Lignes de données:
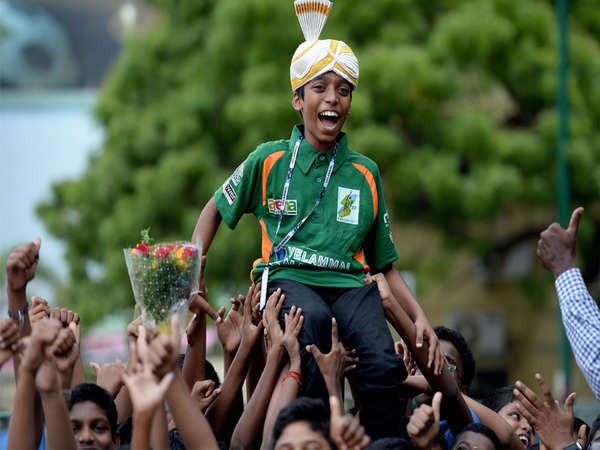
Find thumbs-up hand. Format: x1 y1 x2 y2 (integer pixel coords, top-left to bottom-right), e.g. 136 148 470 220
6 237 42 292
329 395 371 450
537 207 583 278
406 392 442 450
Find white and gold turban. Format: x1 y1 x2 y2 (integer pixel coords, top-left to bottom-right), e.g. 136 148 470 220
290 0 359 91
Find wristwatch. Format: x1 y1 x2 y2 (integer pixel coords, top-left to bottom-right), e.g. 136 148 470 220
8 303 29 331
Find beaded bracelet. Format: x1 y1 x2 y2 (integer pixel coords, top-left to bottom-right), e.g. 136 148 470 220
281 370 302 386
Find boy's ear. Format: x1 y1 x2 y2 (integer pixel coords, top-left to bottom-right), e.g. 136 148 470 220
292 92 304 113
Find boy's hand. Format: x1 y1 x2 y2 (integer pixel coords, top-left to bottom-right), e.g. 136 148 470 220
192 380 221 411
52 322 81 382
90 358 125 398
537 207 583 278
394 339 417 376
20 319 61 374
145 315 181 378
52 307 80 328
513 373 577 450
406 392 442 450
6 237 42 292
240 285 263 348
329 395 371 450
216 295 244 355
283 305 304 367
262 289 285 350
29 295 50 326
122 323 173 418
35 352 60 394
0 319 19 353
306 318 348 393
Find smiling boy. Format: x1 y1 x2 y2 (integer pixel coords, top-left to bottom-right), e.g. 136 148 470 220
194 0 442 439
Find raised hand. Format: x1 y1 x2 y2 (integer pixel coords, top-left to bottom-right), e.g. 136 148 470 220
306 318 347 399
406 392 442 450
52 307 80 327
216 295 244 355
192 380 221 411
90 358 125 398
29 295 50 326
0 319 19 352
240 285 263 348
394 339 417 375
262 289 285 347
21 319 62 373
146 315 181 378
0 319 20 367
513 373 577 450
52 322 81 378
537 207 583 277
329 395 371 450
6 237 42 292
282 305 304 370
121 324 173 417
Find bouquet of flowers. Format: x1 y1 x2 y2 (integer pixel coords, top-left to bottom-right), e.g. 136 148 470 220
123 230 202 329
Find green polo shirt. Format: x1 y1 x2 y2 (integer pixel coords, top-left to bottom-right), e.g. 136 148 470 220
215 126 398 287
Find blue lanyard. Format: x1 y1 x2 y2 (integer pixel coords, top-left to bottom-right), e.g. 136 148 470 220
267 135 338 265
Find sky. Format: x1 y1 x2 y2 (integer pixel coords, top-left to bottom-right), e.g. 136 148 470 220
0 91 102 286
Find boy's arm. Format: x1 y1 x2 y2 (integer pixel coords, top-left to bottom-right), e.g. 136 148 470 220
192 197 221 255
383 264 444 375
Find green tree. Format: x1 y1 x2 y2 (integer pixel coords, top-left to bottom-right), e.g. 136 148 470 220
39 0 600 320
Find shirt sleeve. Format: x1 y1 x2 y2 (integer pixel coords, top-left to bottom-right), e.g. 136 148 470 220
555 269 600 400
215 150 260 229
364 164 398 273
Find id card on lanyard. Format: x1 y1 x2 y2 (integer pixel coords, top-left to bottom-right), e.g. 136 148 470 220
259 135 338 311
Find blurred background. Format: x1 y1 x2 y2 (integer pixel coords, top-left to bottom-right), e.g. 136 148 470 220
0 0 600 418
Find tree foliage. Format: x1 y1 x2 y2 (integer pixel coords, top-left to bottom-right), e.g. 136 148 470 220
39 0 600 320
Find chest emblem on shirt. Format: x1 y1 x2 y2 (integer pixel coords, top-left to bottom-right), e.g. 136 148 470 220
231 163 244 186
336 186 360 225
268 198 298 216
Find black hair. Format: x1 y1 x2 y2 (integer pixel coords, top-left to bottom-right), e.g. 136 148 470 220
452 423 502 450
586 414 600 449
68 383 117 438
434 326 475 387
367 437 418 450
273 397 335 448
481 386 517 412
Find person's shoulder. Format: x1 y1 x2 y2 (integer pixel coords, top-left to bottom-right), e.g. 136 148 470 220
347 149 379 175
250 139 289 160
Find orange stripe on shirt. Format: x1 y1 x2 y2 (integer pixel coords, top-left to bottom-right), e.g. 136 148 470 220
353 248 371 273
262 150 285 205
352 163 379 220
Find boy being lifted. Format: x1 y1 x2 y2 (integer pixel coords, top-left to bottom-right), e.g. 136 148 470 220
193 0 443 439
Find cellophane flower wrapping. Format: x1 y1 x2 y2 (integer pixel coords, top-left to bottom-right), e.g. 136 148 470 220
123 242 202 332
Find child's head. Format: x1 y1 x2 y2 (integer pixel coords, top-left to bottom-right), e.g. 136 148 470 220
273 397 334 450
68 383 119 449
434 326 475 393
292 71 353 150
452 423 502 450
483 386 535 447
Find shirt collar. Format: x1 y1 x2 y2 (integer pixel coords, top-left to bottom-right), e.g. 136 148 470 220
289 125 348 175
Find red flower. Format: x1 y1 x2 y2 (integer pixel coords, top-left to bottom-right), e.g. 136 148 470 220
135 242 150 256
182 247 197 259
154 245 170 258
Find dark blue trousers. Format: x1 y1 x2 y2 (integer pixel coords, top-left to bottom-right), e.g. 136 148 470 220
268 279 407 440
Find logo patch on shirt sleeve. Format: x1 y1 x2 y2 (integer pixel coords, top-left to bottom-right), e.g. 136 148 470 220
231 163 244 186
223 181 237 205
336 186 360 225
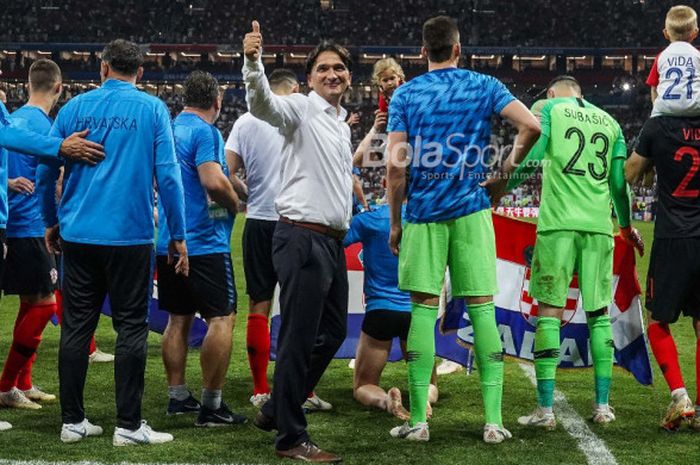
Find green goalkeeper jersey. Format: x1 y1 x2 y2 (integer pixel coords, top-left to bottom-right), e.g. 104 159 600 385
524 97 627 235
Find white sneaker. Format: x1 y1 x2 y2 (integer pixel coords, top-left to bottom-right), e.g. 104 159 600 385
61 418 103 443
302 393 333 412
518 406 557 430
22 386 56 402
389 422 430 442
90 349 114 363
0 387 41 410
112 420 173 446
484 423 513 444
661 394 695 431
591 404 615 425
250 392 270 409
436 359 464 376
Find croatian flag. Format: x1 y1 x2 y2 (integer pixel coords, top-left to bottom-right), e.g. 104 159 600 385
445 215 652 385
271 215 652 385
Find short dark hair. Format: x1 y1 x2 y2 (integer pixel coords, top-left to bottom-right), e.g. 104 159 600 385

Consigne: Transformez en liste JSON de chaînes, à raison d'une chaîne par ligne et sans les lignes vides, le passage des items qui s'ouvre sur la ligne contenant « Find blue lanyard. » et se clôt sur la ligne contenant « 0 91 102 286 », ces deux lignes comprises.

Résultat attendu:
[
  "Find blue lanyard. Format: x1 y1 x2 y2 (integer pixel coords, top-left to bottom-right), e.g. 136 148 470 220",
  "267 135 338 265",
  "Find sky. Format: x1 y1 x2 y2 (integer pixel coords, top-left to bottom-right), e.g. 136 148 470 220",
  "0 91 102 286"
]